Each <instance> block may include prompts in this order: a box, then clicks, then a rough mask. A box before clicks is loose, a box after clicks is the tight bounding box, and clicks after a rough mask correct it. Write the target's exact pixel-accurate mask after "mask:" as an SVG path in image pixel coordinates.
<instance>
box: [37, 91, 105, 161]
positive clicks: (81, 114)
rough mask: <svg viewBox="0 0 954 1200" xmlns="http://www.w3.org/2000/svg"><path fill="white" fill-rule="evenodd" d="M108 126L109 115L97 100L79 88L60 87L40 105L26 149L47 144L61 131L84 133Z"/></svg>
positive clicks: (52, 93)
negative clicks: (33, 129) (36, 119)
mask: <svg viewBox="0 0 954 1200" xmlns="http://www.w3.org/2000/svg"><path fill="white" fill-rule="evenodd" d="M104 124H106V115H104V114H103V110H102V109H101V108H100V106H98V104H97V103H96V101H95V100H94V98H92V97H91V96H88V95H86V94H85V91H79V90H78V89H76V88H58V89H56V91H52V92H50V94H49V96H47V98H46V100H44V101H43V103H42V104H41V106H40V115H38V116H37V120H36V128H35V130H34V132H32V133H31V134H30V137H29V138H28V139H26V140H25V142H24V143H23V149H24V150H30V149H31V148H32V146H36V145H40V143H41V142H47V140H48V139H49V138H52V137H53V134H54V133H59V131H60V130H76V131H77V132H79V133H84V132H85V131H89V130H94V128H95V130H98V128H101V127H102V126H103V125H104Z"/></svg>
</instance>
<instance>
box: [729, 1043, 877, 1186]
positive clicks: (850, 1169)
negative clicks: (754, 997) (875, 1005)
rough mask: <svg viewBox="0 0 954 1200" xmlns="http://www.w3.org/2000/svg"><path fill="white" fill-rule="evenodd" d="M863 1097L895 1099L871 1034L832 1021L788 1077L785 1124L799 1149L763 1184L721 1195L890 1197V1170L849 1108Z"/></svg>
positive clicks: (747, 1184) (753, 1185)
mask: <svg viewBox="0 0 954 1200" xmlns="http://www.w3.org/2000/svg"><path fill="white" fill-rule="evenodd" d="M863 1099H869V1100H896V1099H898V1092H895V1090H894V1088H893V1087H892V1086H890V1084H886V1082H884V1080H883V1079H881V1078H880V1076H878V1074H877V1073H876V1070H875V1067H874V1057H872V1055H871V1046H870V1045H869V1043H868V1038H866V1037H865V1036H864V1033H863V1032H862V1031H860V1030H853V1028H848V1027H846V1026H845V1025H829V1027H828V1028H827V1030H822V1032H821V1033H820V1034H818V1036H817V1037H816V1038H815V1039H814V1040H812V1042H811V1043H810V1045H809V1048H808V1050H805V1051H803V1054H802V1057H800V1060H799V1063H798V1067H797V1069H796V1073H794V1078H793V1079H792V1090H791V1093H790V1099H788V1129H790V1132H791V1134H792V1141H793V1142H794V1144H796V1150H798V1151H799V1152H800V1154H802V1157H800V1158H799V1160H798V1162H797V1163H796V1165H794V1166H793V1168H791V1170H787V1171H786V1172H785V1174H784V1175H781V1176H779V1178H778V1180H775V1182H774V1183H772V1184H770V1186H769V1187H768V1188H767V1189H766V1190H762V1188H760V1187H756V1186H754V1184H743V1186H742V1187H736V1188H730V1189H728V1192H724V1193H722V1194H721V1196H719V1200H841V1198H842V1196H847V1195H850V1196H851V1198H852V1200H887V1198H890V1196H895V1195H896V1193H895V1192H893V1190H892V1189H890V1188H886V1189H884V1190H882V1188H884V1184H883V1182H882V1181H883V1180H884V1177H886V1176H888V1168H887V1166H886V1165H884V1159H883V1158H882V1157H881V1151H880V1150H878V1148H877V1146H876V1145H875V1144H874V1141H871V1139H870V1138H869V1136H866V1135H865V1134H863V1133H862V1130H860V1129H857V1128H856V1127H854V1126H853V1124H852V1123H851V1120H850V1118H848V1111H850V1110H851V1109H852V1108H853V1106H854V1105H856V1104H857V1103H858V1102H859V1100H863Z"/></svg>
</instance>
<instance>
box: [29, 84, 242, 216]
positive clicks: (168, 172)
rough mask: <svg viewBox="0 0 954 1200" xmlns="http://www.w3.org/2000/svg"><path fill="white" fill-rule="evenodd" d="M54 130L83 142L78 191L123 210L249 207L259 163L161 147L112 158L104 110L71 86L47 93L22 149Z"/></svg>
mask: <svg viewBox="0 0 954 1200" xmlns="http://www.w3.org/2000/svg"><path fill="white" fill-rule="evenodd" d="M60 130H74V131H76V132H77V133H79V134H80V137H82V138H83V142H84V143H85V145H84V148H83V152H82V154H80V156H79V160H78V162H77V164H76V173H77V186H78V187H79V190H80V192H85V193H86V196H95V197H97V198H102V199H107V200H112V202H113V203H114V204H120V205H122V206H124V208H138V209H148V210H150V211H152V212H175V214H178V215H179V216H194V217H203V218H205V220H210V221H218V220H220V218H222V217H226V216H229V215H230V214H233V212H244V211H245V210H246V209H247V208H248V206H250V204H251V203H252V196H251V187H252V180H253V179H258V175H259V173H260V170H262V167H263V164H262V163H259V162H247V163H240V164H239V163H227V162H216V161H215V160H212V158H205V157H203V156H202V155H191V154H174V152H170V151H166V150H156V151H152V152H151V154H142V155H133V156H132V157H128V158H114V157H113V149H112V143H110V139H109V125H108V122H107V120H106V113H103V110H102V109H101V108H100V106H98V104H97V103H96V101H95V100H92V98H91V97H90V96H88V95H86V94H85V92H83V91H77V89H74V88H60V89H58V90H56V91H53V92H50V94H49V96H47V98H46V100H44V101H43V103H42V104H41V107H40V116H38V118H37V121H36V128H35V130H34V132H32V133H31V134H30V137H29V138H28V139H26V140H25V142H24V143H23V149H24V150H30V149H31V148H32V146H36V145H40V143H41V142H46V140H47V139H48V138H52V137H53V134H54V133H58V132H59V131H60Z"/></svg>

========

» WHAT TO PRODUCE: Would you print exactly the lines from the first line of the entries above through the line that has "positive clicks: (81, 114)", both included, and stop there?

» REPLY TO THE TASK:
Each <instance> block may include prompts in this order: a box, then clicks, then a rough mask. A box before clicks is loose, a box after clicks is the tight bounding box, and clicks after a rough mask correct it. Write the target's exact pixel-accurate mask after "mask:" as an SVG path in image pixel coordinates.
<instance>
box: [37, 91, 105, 161]
positive clicks: (81, 114)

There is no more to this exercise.